Give every line of the records below as a JSON list of strings, with one string per line and no blank lines. Leave the pictures out.

[Image entries on named regions]

>>>

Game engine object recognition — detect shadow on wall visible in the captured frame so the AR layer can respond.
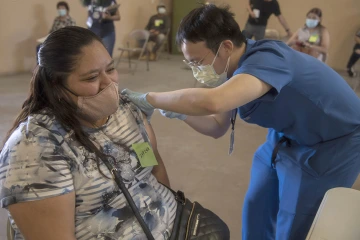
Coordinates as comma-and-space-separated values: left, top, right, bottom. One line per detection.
14, 4, 49, 71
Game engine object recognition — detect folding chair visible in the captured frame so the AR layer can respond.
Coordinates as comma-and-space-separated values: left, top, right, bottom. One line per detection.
306, 188, 360, 240
115, 29, 150, 74
265, 29, 280, 40
156, 28, 170, 60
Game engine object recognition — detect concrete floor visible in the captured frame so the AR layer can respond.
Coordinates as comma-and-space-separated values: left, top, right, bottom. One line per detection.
0, 56, 360, 240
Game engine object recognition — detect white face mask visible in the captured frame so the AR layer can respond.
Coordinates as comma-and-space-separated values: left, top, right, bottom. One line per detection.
306, 18, 319, 28
190, 44, 230, 87
158, 8, 166, 14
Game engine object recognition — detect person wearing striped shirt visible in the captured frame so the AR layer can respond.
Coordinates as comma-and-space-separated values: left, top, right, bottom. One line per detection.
0, 27, 177, 240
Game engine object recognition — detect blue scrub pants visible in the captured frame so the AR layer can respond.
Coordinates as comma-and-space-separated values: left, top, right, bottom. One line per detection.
242, 129, 360, 240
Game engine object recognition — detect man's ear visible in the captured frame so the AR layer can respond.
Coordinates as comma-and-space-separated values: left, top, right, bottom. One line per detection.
222, 40, 234, 54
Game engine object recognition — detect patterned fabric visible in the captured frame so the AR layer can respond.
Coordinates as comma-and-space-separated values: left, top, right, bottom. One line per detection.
49, 15, 76, 33
0, 99, 177, 240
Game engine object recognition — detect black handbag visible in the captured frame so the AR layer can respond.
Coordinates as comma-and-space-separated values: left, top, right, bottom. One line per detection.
104, 160, 230, 240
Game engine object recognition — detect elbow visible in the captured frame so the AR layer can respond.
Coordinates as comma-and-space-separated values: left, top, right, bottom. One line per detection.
204, 93, 225, 115
211, 133, 225, 139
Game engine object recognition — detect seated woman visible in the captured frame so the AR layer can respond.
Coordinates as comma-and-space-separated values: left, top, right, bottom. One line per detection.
0, 27, 177, 240
287, 8, 330, 62
347, 30, 360, 77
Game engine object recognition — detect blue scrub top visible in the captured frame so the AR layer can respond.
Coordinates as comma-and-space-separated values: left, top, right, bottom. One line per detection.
234, 40, 360, 146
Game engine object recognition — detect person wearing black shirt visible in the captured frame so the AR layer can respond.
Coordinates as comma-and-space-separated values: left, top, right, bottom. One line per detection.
244, 0, 292, 40
145, 4, 170, 61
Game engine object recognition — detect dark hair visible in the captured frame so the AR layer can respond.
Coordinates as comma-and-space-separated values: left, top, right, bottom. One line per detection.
56, 1, 70, 11
176, 4, 246, 53
156, 4, 166, 10
4, 26, 111, 178
306, 8, 324, 28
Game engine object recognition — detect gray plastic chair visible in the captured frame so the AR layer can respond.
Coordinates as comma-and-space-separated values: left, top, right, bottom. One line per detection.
115, 29, 150, 74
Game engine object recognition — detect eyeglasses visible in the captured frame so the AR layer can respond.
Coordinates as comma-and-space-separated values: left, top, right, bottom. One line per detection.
183, 51, 211, 67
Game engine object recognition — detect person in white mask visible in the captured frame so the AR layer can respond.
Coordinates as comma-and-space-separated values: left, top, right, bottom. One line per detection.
287, 8, 330, 62
122, 4, 360, 240
49, 1, 76, 33
140, 4, 170, 61
36, 1, 76, 62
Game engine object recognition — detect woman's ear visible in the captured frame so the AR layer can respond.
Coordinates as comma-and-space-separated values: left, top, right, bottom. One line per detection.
222, 40, 234, 54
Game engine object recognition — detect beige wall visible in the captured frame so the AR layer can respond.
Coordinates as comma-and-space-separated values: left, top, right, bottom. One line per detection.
0, 0, 171, 74
222, 0, 360, 69
0, 0, 360, 74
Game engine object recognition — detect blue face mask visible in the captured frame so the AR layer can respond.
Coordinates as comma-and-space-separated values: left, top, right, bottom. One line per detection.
58, 9, 67, 17
306, 18, 319, 28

<<<

→ **Finished answer**:
[
  "Game engine object recognition — detect shadow on wall visible in the captured frame so the AR layer can respond.",
  "Coordinates as comma-and-space-separated values: left, top, right, bottom. One line per detection.",
  "14, 4, 49, 71",
  "Game engine object recognition — detect folding chair visible in the captured frame so the AR layer can respond.",
  "Coordinates as comma-and-space-separated values: left, top, right, bottom. One line per detection.",
  "306, 188, 360, 240",
  "115, 29, 150, 74",
  "265, 29, 280, 40",
  "156, 28, 170, 60",
  "Game engine object recognition — detect concrete floor visible in the captured frame so the AR layer can respond.",
  "Coordinates as comma-and-space-separated values: left, top, right, bottom. One line per detection.",
  "0, 56, 360, 240",
  "Game engine object recognition — detect white face mask visible in the captured frame so the AR layer can respond.",
  "Coordinates as comma-and-space-separated values: left, top, right, bottom. One line per detection.",
  "306, 18, 319, 28",
  "190, 44, 230, 87",
  "158, 8, 166, 14",
  "Game engine object recognition — detect person wearing striped shirt visible in the captured frame so the AR layer can respond.",
  "Coordinates as comma-and-space-separated values: left, top, right, bottom. One line per detection.",
  "0, 27, 177, 240",
  "Game engine object recognition — detect blue scrub pants visible in the captured frame so the AR layer can respond.",
  "Coordinates as comma-and-space-separated values: left, top, right, bottom. One line per detection.",
  "242, 129, 360, 240",
  "Game engine object recognition — detect man's ear visible in the captured frame so the AR layer can respond.",
  "Coordinates as comma-and-space-separated values: left, top, right, bottom. One line per detection.",
  "222, 40, 234, 54",
  "Game engine object recognition — detect patterned fabric visible in the captured frame so the AR layer can respond.",
  "Coordinates as comma-and-space-separated values: left, top, right, bottom. One line per detection.",
  "49, 15, 76, 33",
  "0, 99, 177, 240",
  "Game engine object recognition — detect black handbag visible in the captured frame so the AR layer can respond.",
  "Coordinates as comma-and-space-separated values: left, top, right, bottom. One line per detection.",
  "104, 160, 230, 240",
  "Game engine object recognition — detect elbow visible in the captured frame so the AR layer can respond.",
  "Coordinates as comma-and-space-separated values: left, top, right, bottom. One line per detection.",
  "204, 93, 225, 115",
  "211, 133, 225, 139",
  "Game engine object recognition — detect seated woman visible in the captured frame so the AR layer can respond.",
  "Coordinates as comma-and-space-separated values: left, top, right, bottom. One line per detection.",
  "0, 27, 177, 240",
  "287, 8, 330, 62",
  "347, 30, 360, 77",
  "Game engine object recognition — detect blue scrub top visible in the captured frame so the AR layer can respond.",
  "Coordinates as comma-and-space-separated values: left, top, right, bottom. One line per detection.",
  "234, 40, 360, 146",
  "Game engine object recognition — detect person wearing black shirt visible in the captured frame so the AR layer can respond.",
  "Coordinates as comma-and-space-separated values: left, top, right, bottom. One line per detection.",
  "244, 0, 292, 40",
  "145, 4, 170, 61",
  "Game engine object recognition — detect dark hair visible in the captured frame so the AR layer can respond.",
  "Coordinates as comma-and-space-separated values: left, top, right, bottom. One line per detection.",
  "56, 1, 70, 11",
  "176, 4, 246, 53",
  "156, 4, 166, 10",
  "4, 26, 111, 178",
  "306, 8, 324, 28",
  "Game engine object recognition — detect gray plastic chair visible in the captured frame so the AR layer can respond.",
  "Coordinates as comma-and-space-separated values: left, top, right, bottom. One line per detection.",
  "115, 29, 150, 74",
  "Game engine object recognition — detect eyeglasses visible in the captured frame so the AR layer can respond.",
  "Coordinates as comma-and-space-separated values: left, top, right, bottom. One line per detection.",
  "183, 51, 211, 67",
  "Game engine object recognition — detect person in white mask visible in the captured frame so the AR layer can respond.",
  "Coordinates as comma-and-space-separated values: left, top, right, bottom. One line per detection.",
  "287, 8, 330, 62",
  "122, 4, 360, 240",
  "49, 1, 76, 33",
  "140, 4, 170, 61",
  "36, 1, 76, 62",
  "Game engine object recognition — detect woman's ear visible in the captured frame so the AR layer can respond.",
  "Coordinates as comma-and-space-separated values: left, top, right, bottom. One line per detection.",
  "222, 40, 234, 54",
  "Game engine object recognition — detect beige wall visible in the captured frame so the AR layer can respond.",
  "Coordinates as comma-and-space-separated values: left, top, right, bottom. One line per detection.",
  "0, 0, 171, 74",
  "222, 0, 360, 69",
  "0, 0, 360, 74",
  "Game engine object recognition — detect blue face mask visible in the captured frame so the AR layer can respond.",
  "Coordinates as comma-and-space-separated values: left, top, right, bottom. One line per detection.",
  "58, 9, 67, 17",
  "306, 18, 319, 28"
]